_Data records_

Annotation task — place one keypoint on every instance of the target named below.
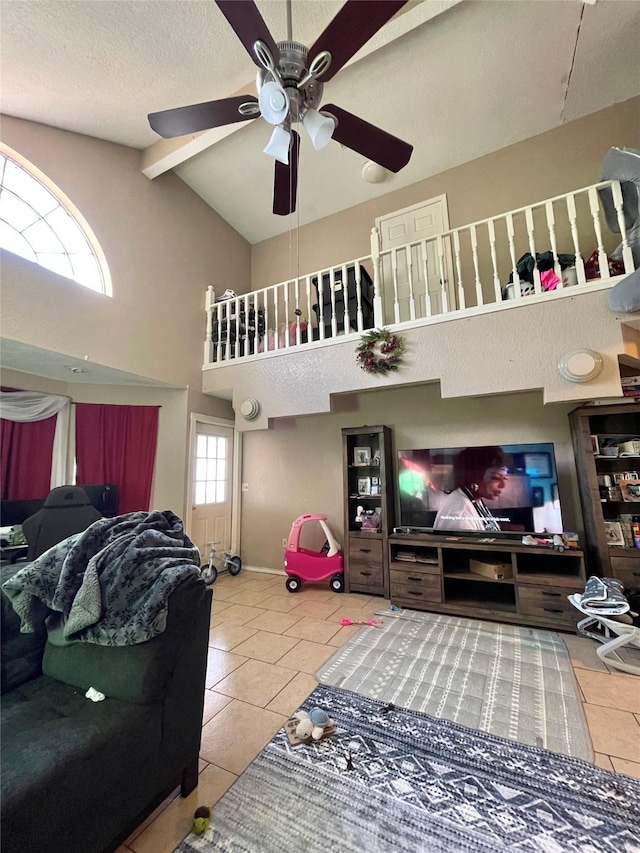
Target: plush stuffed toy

==

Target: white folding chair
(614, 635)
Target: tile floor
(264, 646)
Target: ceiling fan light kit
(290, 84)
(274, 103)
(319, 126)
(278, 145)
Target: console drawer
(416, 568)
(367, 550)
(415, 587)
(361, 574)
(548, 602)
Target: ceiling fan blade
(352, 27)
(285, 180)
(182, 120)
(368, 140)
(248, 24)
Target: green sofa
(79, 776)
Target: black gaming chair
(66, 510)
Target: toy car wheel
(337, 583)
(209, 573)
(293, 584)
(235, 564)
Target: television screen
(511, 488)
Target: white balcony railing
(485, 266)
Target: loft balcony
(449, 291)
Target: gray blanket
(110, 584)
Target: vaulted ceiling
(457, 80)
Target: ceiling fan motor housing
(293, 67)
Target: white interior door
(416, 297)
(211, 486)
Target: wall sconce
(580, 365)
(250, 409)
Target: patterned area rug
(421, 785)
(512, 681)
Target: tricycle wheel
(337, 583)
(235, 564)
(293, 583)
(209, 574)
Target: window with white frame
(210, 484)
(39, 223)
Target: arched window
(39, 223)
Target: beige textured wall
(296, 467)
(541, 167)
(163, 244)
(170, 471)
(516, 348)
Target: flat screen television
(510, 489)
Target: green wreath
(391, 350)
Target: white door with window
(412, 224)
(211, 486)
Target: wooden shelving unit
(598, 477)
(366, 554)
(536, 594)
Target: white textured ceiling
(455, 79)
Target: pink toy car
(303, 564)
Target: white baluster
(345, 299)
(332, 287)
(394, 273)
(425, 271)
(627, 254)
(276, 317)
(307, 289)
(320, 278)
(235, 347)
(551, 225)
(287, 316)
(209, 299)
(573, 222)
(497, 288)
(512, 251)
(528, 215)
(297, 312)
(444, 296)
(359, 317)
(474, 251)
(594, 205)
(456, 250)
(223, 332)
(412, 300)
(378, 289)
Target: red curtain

_Exercise instructions_
Using the listing above, copy exactly the line that contains "Target: ceiling fan blade", the line that contains "Target: red curtain", and each line that falls between them.

_Reply_
Target: ceiling fan blade
(352, 27)
(285, 180)
(182, 120)
(368, 140)
(248, 24)
Target: green sofa
(79, 776)
Target: black gaming chair
(66, 510)
Target: toy car wheel
(337, 583)
(209, 573)
(293, 584)
(235, 564)
Target: television screen
(511, 488)
Target: white balcony railing
(485, 266)
Target: loft balcony
(449, 291)
Target: gray blanket
(110, 584)
Target: vaulted ceiling
(457, 80)
Target: ceiling fan motor housing
(293, 67)
Target: white interior door
(416, 297)
(211, 486)
Target: wall sconce
(580, 365)
(250, 409)
Target: patterned area rug
(421, 785)
(512, 681)
Target: tricycle wheel
(337, 583)
(235, 564)
(293, 583)
(209, 574)
Target: window with white frame
(210, 484)
(39, 223)
Target: arched window
(39, 223)
Target: beige textured wall
(296, 467)
(541, 167)
(163, 244)
(170, 471)
(516, 348)
Target: flat screen television
(510, 489)
Target: green wreath
(391, 350)
Target: white door with window
(412, 224)
(211, 486)
Target: wooden shelving unit
(598, 477)
(366, 554)
(536, 594)
Target: white textured ceiling
(455, 79)
Target: pink toy car
(303, 564)
Target: white baluster
(345, 299)
(332, 287)
(394, 273)
(425, 271)
(627, 254)
(276, 317)
(307, 289)
(320, 278)
(235, 347)
(551, 225)
(287, 316)
(209, 299)
(573, 222)
(497, 288)
(512, 251)
(528, 215)
(297, 312)
(444, 296)
(359, 317)
(474, 251)
(594, 205)
(456, 250)
(223, 332)
(412, 300)
(378, 289)
Target: red curtain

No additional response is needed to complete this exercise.